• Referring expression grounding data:

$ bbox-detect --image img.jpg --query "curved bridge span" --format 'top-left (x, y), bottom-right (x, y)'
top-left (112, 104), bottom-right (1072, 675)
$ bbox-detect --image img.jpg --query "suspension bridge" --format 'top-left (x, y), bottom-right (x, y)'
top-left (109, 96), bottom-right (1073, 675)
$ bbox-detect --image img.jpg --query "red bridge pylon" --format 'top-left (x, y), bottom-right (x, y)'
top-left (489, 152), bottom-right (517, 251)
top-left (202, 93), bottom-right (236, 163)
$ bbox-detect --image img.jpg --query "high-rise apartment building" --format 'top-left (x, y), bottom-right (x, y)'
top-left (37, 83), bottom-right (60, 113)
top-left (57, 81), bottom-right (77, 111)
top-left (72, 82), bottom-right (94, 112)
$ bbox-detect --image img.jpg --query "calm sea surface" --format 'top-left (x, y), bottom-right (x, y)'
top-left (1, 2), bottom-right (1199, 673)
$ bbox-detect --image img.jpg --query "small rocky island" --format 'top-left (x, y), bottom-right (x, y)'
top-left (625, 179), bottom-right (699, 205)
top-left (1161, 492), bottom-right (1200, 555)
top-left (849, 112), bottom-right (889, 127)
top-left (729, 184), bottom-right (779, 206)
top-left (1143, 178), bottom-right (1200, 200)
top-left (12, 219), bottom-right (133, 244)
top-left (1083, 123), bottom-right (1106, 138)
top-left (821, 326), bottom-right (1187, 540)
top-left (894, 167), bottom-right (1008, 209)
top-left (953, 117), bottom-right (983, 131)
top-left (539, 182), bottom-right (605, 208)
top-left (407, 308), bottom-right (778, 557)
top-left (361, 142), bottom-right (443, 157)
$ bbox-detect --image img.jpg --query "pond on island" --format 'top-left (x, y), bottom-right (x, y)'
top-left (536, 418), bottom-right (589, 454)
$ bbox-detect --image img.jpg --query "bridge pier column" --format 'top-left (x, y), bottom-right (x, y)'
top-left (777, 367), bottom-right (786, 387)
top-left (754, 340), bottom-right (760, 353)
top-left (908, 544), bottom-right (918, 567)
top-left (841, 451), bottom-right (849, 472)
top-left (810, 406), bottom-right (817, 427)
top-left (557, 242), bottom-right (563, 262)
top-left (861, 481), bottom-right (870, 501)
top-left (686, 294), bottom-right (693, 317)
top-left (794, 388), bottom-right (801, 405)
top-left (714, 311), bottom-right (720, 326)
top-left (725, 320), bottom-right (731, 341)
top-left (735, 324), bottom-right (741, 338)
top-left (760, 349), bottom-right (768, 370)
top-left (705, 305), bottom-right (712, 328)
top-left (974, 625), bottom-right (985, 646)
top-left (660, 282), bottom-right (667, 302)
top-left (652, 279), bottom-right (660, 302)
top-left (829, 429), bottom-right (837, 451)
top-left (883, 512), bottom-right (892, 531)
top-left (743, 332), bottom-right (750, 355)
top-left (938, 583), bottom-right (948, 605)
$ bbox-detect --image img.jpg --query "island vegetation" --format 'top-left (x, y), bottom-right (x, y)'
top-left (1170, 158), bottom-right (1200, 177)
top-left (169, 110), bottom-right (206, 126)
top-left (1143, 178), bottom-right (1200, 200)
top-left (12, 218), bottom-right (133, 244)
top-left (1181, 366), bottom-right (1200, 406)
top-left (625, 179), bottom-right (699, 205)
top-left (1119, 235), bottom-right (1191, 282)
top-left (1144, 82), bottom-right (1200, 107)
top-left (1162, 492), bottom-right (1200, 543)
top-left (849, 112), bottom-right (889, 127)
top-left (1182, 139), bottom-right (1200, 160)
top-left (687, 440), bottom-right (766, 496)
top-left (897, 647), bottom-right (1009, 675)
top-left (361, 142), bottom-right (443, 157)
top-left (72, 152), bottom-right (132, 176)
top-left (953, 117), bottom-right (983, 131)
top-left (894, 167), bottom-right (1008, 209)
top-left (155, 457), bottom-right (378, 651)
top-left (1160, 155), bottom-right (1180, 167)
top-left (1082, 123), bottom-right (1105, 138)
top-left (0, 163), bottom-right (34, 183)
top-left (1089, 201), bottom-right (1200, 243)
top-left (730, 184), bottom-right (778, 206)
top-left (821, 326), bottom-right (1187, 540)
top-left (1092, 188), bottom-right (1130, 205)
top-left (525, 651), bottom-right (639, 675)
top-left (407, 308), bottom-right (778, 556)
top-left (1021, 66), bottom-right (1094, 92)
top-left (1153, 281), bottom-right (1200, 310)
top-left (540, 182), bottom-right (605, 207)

• ABOUT THIS EXERCISE:
Copy out the entries above without altering a single character.

• RESULT FOR THIS TASK:
$ bbox-detect --image img.jpg --query "curved bridge span" --format 'top-left (x, y), bottom-right (x, y)'
top-left (112, 104), bottom-right (1072, 675)
$ bbox-detect --image img.jpg --query "suspension bridge" --format 'top-left (x, y), bottom-right (x, y)'
top-left (109, 96), bottom-right (1073, 675)
$ bbox-detect --image img.jpg --query "red bridge pylon" --format 'top-left (x, y), bottom-right (x, y)'
top-left (489, 152), bottom-right (517, 251)
top-left (202, 93), bottom-right (236, 163)
$ bbox-detect --image img.jpg --query "high-rise apartment building" --format 'top-left (x, y), bottom-right (x, y)'
top-left (37, 83), bottom-right (60, 113)
top-left (57, 81), bottom-right (77, 111)
top-left (72, 82), bottom-right (94, 112)
$ bbox-detect --image img.jpg --query "calm sea surface" --format 'top-left (x, y), bottom-right (x, y)'
top-left (1, 2), bottom-right (1199, 673)
$ bbox-detect --image img.jpg --query "small rocky island" --format 'top-left (x, y), bottom-right (x, y)'
top-left (625, 179), bottom-right (699, 205)
top-left (1161, 492), bottom-right (1200, 555)
top-left (849, 112), bottom-right (889, 127)
top-left (729, 184), bottom-right (779, 206)
top-left (1143, 178), bottom-right (1200, 200)
top-left (12, 219), bottom-right (133, 244)
top-left (1083, 123), bottom-right (1106, 138)
top-left (821, 326), bottom-right (1187, 540)
top-left (894, 167), bottom-right (1008, 209)
top-left (953, 117), bottom-right (983, 131)
top-left (539, 182), bottom-right (605, 208)
top-left (407, 308), bottom-right (778, 557)
top-left (361, 142), bottom-right (443, 157)
$ bbox-detect --image img.jpg --query "pond on island" --format 'top-left (x, y), bottom-right (x, y)'
top-left (536, 418), bottom-right (589, 454)
$ bbox-detect --image img.jpg --query "bridge pier column" --format 'top-left (x, y), bottom-right (x, y)'
top-left (777, 367), bottom-right (786, 387)
top-left (754, 340), bottom-right (760, 353)
top-left (908, 544), bottom-right (918, 567)
top-left (841, 451), bottom-right (849, 472)
top-left (810, 406), bottom-right (817, 427)
top-left (557, 242), bottom-right (563, 262)
top-left (861, 481), bottom-right (870, 501)
top-left (686, 294), bottom-right (693, 317)
top-left (794, 388), bottom-right (801, 405)
top-left (714, 311), bottom-right (720, 326)
top-left (725, 320), bottom-right (731, 341)
top-left (735, 324), bottom-right (741, 338)
top-left (760, 349), bottom-right (768, 370)
top-left (705, 305), bottom-right (712, 328)
top-left (974, 625), bottom-right (985, 646)
top-left (660, 282), bottom-right (667, 302)
top-left (652, 279), bottom-right (660, 302)
top-left (829, 429), bottom-right (837, 451)
top-left (883, 512), bottom-right (892, 531)
top-left (743, 332), bottom-right (750, 355)
top-left (938, 583), bottom-right (948, 605)
$ bbox-detect --image img.jpg --query "island vegetation" --format 'top-left (x, y), bottom-right (x, y)'
top-left (1170, 158), bottom-right (1200, 177)
top-left (169, 110), bottom-right (206, 126)
top-left (1143, 178), bottom-right (1200, 200)
top-left (12, 218), bottom-right (133, 244)
top-left (1181, 366), bottom-right (1200, 406)
top-left (625, 179), bottom-right (699, 205)
top-left (1119, 235), bottom-right (1191, 282)
top-left (1144, 82), bottom-right (1200, 107)
top-left (1162, 492), bottom-right (1200, 543)
top-left (849, 112), bottom-right (889, 127)
top-left (1182, 139), bottom-right (1200, 160)
top-left (687, 440), bottom-right (766, 496)
top-left (897, 647), bottom-right (1009, 675)
top-left (361, 142), bottom-right (443, 157)
top-left (72, 152), bottom-right (132, 176)
top-left (953, 117), bottom-right (983, 131)
top-left (894, 167), bottom-right (1008, 209)
top-left (155, 457), bottom-right (378, 651)
top-left (1160, 155), bottom-right (1180, 167)
top-left (1082, 123), bottom-right (1105, 138)
top-left (0, 163), bottom-right (34, 183)
top-left (1089, 201), bottom-right (1200, 243)
top-left (730, 184), bottom-right (778, 206)
top-left (821, 326), bottom-right (1187, 540)
top-left (1092, 188), bottom-right (1130, 205)
top-left (525, 651), bottom-right (639, 675)
top-left (407, 308), bottom-right (778, 556)
top-left (1021, 66), bottom-right (1094, 92)
top-left (1153, 281), bottom-right (1200, 310)
top-left (540, 182), bottom-right (605, 207)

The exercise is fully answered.